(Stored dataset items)
* * * * * * * * *

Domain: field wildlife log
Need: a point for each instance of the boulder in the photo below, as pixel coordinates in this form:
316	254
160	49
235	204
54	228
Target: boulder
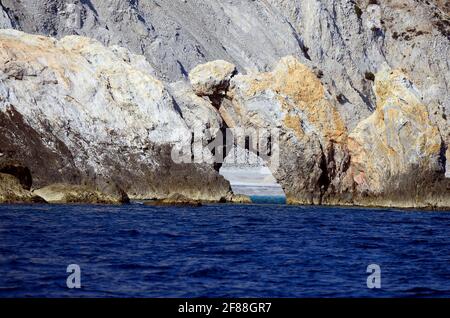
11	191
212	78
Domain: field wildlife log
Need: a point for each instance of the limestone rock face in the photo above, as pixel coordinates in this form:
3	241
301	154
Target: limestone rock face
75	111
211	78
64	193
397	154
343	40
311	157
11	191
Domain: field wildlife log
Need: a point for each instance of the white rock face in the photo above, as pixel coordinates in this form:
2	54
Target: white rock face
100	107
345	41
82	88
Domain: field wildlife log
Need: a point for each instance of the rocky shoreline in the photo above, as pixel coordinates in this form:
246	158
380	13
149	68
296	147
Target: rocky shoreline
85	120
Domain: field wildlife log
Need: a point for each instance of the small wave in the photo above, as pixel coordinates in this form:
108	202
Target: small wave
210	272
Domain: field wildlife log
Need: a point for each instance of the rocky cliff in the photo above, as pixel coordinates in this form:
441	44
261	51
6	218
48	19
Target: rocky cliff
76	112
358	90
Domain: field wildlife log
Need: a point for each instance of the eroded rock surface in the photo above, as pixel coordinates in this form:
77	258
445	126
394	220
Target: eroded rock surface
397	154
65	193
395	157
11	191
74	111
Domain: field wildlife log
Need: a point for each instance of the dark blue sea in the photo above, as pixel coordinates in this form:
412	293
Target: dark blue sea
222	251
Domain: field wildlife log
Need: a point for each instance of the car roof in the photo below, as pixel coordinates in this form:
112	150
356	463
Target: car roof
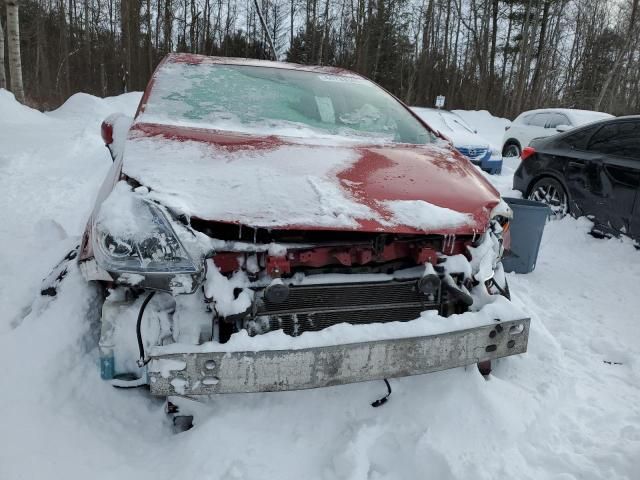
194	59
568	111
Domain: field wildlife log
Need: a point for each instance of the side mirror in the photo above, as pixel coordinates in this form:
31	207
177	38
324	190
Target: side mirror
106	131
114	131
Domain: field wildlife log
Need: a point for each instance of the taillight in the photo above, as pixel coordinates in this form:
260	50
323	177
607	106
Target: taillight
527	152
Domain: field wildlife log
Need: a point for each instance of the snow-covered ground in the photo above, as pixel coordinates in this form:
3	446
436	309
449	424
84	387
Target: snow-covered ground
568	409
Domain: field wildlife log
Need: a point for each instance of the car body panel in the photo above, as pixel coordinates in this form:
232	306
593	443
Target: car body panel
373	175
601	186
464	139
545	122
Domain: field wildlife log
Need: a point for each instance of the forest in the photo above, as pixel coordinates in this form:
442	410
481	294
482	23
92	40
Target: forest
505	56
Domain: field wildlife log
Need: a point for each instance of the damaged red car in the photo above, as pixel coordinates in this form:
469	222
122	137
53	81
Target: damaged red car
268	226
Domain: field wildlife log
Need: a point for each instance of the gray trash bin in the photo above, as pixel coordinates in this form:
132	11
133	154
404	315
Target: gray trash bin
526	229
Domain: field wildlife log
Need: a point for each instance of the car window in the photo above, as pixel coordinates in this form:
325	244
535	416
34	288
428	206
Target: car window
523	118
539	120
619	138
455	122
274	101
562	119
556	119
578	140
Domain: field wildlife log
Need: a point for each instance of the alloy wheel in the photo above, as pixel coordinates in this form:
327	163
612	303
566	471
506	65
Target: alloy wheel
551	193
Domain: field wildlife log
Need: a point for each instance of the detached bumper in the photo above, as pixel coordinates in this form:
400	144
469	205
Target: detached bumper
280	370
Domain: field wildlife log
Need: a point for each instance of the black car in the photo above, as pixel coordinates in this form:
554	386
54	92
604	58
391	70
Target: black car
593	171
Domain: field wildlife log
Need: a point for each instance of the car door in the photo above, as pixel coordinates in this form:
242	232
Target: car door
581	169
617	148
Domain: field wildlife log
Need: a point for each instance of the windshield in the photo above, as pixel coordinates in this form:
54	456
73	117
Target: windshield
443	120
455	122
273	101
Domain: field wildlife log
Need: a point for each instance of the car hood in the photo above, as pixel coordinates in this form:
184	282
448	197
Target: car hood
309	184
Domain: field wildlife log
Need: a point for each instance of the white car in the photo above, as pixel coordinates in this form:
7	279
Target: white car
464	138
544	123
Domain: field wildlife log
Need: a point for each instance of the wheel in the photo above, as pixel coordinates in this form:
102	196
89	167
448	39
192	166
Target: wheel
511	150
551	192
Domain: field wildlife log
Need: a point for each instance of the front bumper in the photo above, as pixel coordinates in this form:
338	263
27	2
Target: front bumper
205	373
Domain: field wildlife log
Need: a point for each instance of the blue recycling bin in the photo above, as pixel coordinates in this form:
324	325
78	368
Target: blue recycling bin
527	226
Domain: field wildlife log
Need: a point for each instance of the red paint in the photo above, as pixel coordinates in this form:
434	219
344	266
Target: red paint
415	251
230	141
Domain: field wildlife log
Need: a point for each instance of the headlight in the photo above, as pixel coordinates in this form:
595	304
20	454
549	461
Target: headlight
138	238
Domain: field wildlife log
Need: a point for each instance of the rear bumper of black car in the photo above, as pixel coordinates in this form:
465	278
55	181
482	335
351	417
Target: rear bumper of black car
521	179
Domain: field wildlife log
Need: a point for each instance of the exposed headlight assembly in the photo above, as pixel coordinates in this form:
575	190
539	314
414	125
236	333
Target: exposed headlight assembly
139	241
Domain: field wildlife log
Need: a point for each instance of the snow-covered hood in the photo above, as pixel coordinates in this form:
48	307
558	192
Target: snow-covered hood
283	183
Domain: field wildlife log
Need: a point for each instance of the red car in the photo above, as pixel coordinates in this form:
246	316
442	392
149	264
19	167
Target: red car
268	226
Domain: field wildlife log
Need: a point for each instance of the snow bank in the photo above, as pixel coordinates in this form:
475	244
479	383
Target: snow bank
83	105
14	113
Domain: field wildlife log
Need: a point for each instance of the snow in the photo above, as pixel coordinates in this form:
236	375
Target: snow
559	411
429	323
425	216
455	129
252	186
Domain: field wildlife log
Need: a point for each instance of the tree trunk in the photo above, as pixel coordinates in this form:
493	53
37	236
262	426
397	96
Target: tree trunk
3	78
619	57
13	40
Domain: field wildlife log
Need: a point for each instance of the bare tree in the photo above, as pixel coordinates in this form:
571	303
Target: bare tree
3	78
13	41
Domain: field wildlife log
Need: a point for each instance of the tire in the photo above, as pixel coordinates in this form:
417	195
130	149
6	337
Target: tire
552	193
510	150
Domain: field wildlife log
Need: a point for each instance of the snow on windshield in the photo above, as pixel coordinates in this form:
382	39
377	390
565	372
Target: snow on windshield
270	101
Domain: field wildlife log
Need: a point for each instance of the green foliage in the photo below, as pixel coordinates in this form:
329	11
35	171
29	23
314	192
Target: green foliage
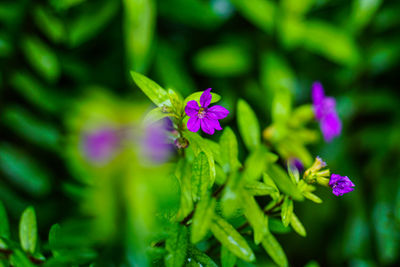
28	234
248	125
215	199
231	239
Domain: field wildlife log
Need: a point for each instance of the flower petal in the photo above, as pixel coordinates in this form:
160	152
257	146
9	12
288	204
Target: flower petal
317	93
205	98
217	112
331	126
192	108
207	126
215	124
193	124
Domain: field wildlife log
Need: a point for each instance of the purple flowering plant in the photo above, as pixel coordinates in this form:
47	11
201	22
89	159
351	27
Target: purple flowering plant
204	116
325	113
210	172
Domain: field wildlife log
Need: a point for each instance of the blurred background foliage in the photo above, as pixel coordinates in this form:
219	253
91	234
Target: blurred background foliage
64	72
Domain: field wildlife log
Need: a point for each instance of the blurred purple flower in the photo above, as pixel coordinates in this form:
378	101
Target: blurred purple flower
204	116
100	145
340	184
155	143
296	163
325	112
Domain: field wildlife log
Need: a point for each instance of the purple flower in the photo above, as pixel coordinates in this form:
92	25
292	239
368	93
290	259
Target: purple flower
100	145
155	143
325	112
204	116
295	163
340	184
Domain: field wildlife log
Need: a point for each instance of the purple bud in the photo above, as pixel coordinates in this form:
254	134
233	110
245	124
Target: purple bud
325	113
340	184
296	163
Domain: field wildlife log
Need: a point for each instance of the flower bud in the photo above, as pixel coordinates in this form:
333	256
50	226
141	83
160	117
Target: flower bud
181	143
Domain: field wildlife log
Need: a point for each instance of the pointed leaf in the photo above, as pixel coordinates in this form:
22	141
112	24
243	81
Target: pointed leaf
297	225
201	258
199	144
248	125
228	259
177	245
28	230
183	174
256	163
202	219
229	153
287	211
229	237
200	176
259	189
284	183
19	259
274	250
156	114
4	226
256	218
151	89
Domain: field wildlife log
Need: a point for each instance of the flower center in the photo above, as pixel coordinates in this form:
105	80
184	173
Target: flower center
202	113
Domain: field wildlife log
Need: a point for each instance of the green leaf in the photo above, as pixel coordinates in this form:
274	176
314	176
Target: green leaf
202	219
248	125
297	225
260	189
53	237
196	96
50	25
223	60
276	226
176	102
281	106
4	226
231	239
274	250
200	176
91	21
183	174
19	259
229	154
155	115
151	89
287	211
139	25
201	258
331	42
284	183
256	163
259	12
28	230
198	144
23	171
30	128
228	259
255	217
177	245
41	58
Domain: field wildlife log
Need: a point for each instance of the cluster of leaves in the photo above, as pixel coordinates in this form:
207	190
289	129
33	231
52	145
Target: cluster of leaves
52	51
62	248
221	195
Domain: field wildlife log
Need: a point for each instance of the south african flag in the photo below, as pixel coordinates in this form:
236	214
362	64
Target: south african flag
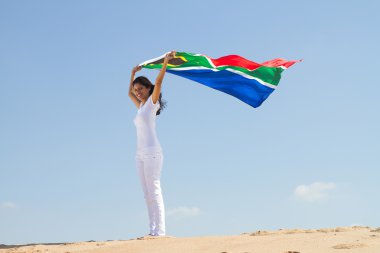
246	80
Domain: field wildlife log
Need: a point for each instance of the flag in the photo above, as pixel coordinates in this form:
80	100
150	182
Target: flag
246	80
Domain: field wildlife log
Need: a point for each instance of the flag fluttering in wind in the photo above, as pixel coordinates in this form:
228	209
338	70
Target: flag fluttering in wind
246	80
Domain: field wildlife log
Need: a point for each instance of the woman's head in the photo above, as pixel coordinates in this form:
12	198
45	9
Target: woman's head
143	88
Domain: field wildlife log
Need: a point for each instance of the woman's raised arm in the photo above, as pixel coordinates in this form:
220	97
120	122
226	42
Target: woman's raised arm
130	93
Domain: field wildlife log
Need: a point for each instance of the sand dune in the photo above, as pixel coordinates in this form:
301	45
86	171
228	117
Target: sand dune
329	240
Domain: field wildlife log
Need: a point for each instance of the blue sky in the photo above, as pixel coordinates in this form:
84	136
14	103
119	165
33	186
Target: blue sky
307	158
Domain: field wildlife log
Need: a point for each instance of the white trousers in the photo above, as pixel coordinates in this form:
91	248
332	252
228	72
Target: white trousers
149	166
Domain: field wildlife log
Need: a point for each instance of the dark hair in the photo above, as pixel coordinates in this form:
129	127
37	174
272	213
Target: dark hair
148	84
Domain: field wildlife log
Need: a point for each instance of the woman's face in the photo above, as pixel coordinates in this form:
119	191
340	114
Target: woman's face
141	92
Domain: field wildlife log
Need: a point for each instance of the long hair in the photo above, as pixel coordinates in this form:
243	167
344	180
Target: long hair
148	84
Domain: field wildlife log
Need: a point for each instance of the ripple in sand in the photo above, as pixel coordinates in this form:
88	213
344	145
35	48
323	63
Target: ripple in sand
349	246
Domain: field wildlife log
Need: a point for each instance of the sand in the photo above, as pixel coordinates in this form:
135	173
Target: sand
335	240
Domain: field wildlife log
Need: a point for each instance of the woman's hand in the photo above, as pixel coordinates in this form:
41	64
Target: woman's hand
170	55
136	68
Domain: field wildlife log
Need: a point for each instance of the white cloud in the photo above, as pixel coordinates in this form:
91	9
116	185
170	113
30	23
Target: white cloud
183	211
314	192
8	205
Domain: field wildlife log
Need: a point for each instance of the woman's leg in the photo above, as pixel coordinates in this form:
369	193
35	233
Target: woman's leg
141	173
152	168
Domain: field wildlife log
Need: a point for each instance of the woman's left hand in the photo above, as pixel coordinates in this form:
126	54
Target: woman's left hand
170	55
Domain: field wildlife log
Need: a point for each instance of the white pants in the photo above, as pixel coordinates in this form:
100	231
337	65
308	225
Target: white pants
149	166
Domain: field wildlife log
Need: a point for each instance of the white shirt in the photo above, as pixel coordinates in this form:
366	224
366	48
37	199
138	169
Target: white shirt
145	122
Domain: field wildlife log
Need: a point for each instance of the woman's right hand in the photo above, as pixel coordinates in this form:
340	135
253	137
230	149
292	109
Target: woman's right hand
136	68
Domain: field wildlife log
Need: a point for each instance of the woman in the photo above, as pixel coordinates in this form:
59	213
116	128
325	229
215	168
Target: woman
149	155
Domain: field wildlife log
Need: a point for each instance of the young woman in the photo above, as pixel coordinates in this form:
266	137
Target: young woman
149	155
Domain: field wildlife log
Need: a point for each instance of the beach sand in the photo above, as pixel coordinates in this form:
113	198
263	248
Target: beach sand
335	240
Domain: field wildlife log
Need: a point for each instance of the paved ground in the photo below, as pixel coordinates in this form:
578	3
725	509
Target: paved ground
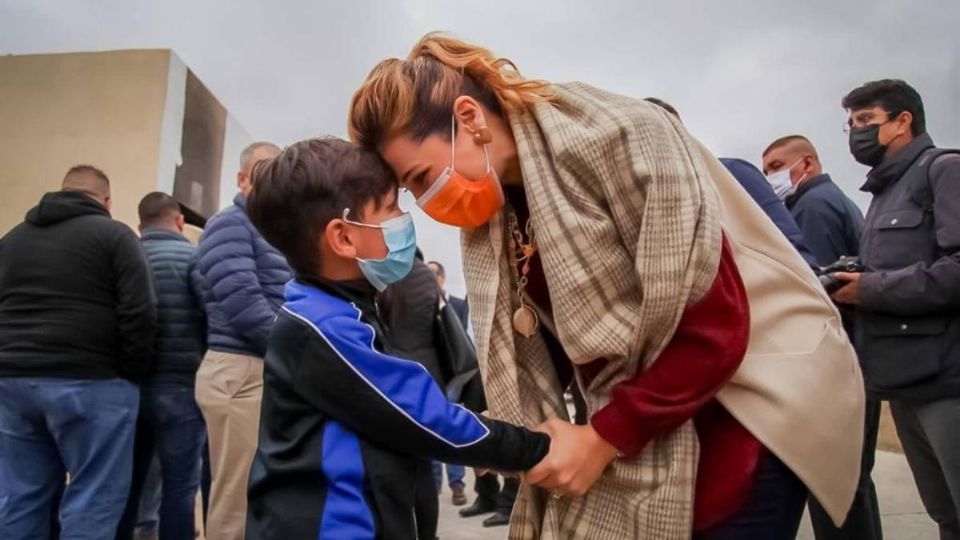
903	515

* * * * * * * * *

Filter the lines above and copy each one that contains the word "trash".

Result:
Need: a point for each instance of the gray trash bin in the photo above, as pixel coordinates in this form:
Target: gray trash bin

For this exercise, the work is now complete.